Crítica | Festival

Saudade Mundão

(Saudade Mundão, BRA, 2019)

  • Gênero: Documentário
  • Direção: Julia Hannud, Catharina Scarpellini
  • Roteiro: Julia Hannud, Catharina Scarpellini, Renato Maia
  • Duração: 89 minutos
  • Nota:

A mulher no cárcere. Essa dinâmica já foi explorada de maneira alegórica em Torre das Donzelas, sobre aquelas que foram presas políticas e torturadas e em A Rua e o Cárcere, um olhar em especial debruçado sobre os ombros das mulheres que são mães na prisão, que tem que lidar com a ausência dos filhos enquanto estão aprisionadas ou com a difícil travessia de volta para casa e o convívio. Saudades Mundão usa o dispositivo das multivozes e constrói num filme coral sentimentos de cinco mulheres frustradas e iludidas: elas tentam fazer daquele mundinho acinzentado de muros altos a última fortaleza de felicidade.

Um dado deprimente – o aumento de 455% em 15 anos da população carcerária feminina do Brasil – dá conta do tamanho da chagas social. A maioria negras, a maioria com pouca escolaridade, a maioria mães ainda bem jovens. Essas vozes ecoam pelos compartimentos da prisão em São Paulo, por pátios, celas e corredores. Algumas cheias de mágoa pelo abandono de ex-companheiros, outras dotadas de uma fé amolada como Elisabette. Paciente, ela caminha com dificuldade com o corpo meio obeso (emagreceu mais de 80kg) mas o peso maior é o da saudade do marido e dos filhos. O filho vendia drogas, era menor e ela foi presa por aliciamento e associação criminosa. “Foi perda no 157 mas eu não tive culpa. Tava no lugar errado na hora errada e os cara já me queria, né?” – a fala é de Léia, tatuagem de diamante no rosto, que se apresenta como traficante e está na sétima temporada na cadeia.

= = = = = = =

§ O que fazer:
1: Responda com base na crítica:
(a) Qual é a duração do documentário?
(b) De quantas mulheres o filme reúne os sentimentos?
(c) De quanto foi o aumento da população carcerária feminina do Brasil em 15 anos?
2: Reescreva o trecho da crítica de "A mulher no" até "fortaleza de felicidade.", trocando "fortaleza" por "trincheira".
As linhas não têm relação com o texto.

§ Trecho de origem:
= = = = = = =

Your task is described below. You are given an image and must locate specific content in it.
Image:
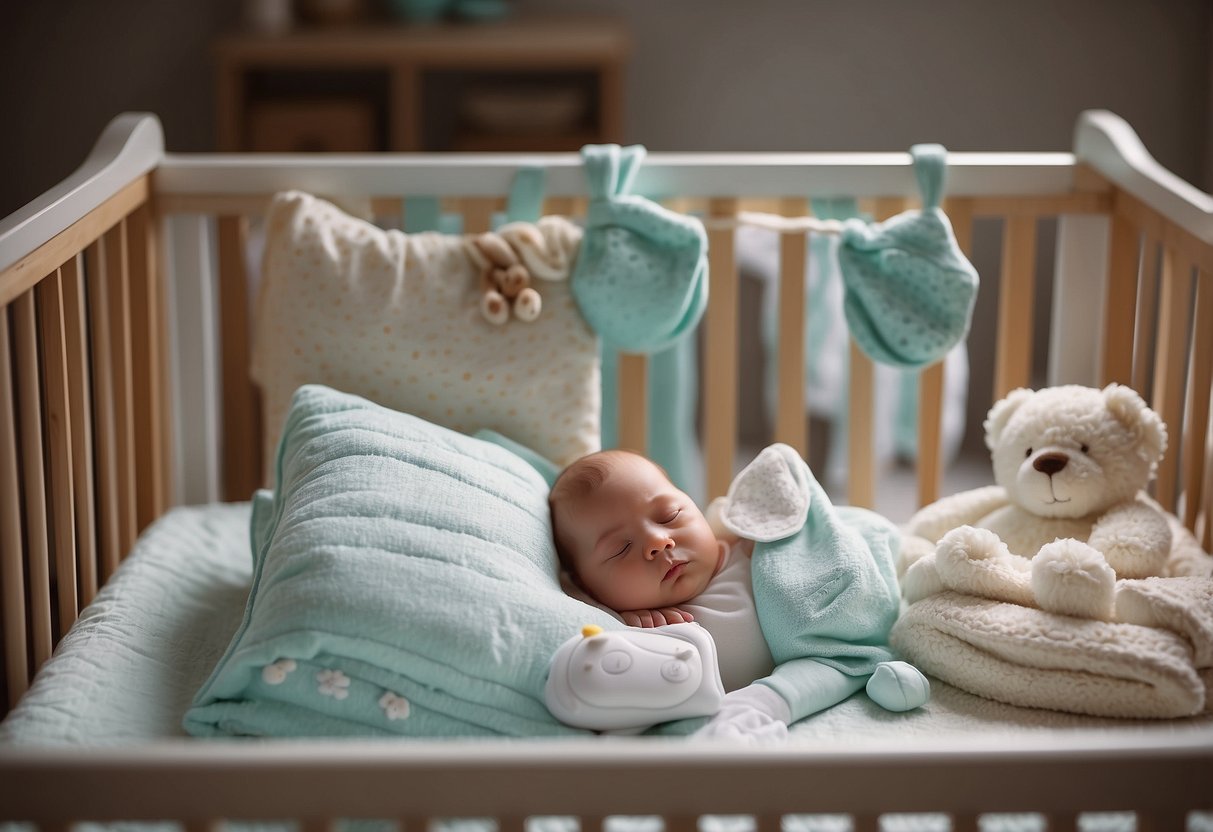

= = = = = = =

§ Respostas dadas:
1:
(a) 89 minutos.
(b) De cinco mulheres.
(c) De 455%.

2:
A mulher no cárcere. Essa dinâmica já foi explorada de maneira alegórica em Torre das Donzelas, sobre aquelas que foram presas políticas e torturadas e em A Rua e o Cárcere, um olhar em especial debruçado sobre os ombros das mulheres que são mães na prisão, que tem que lidar com a ausência dos filhos enquanto estão aprisionadas ou com a difícil travessia de volta para casa e o convívio. Saudades Mundão usa o dispositivo das multivozes e constrói num filme coral sentimentos de cinco mulheres frustradas e iludidas: elas tentam fazer daquele mundinho acinzentado de muros altos a última trincheira de felicidade.